* [OBJECTIVE] Resize the part of the records that opens with the line containing "like point(186, 126)." and closes with the line containing "point(121, 33)", and write out only those lines, requests included. Multiply every coordinate in the answers by 2.35 and round to whole numbers, halves up, leaving the requests and their format samples unchanged.

* [LISTED RECORDS]

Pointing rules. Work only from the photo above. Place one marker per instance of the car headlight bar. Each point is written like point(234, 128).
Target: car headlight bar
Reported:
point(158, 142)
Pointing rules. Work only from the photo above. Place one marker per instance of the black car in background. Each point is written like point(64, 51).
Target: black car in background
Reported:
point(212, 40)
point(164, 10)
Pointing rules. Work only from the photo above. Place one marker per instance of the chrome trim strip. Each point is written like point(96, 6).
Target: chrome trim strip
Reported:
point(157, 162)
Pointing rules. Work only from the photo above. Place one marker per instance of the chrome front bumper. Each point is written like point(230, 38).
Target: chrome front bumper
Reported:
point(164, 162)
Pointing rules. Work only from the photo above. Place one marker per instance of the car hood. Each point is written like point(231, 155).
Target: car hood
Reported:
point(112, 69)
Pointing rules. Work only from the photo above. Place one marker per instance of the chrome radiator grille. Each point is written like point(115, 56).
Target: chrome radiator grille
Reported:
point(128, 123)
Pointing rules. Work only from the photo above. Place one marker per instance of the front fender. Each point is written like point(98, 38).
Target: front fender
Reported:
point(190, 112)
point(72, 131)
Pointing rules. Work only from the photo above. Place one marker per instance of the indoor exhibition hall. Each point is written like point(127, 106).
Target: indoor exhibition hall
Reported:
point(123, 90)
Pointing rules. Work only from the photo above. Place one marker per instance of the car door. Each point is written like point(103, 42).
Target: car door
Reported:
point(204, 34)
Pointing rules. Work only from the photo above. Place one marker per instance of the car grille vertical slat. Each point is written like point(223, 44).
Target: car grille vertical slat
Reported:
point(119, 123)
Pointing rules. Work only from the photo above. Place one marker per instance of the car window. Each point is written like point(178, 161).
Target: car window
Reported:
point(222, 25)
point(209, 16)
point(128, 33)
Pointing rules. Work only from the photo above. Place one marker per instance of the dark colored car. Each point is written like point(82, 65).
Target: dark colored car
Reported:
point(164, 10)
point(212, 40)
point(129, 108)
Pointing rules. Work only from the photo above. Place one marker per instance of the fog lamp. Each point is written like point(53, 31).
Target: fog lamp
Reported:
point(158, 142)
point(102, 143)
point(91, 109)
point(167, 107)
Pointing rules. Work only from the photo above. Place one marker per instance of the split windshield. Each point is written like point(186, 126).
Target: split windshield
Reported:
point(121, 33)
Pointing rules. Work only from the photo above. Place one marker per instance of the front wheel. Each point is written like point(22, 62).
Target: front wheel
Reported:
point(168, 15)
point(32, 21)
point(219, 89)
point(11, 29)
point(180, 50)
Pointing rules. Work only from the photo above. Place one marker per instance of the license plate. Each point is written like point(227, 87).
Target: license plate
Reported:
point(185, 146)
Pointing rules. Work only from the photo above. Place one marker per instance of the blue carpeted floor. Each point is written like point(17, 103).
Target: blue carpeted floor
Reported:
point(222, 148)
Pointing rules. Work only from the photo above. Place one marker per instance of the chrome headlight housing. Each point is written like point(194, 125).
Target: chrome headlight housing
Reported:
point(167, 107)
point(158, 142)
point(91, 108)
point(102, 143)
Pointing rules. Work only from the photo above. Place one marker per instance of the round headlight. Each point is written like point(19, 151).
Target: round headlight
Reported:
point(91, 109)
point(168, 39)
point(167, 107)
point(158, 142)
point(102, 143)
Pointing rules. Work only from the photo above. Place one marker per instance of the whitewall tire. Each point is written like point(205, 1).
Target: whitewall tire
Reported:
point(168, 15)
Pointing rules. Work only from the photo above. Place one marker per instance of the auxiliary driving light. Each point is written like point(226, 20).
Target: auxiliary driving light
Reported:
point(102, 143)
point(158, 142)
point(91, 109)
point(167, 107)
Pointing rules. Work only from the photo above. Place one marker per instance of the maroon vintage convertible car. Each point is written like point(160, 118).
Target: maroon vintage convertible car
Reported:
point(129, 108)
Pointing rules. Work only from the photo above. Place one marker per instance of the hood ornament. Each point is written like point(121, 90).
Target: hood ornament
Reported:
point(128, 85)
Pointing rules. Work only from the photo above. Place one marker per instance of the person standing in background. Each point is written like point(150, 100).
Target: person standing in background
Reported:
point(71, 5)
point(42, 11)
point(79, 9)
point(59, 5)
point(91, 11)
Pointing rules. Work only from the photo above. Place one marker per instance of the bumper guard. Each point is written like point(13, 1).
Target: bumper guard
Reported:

* [CORRECT ANSWER]
Pointing rules. Work only from the photo above. Place one marker per instance of the split windshield. Each point is written like point(186, 126).
Target: split windshield
Reported:
point(284, 78)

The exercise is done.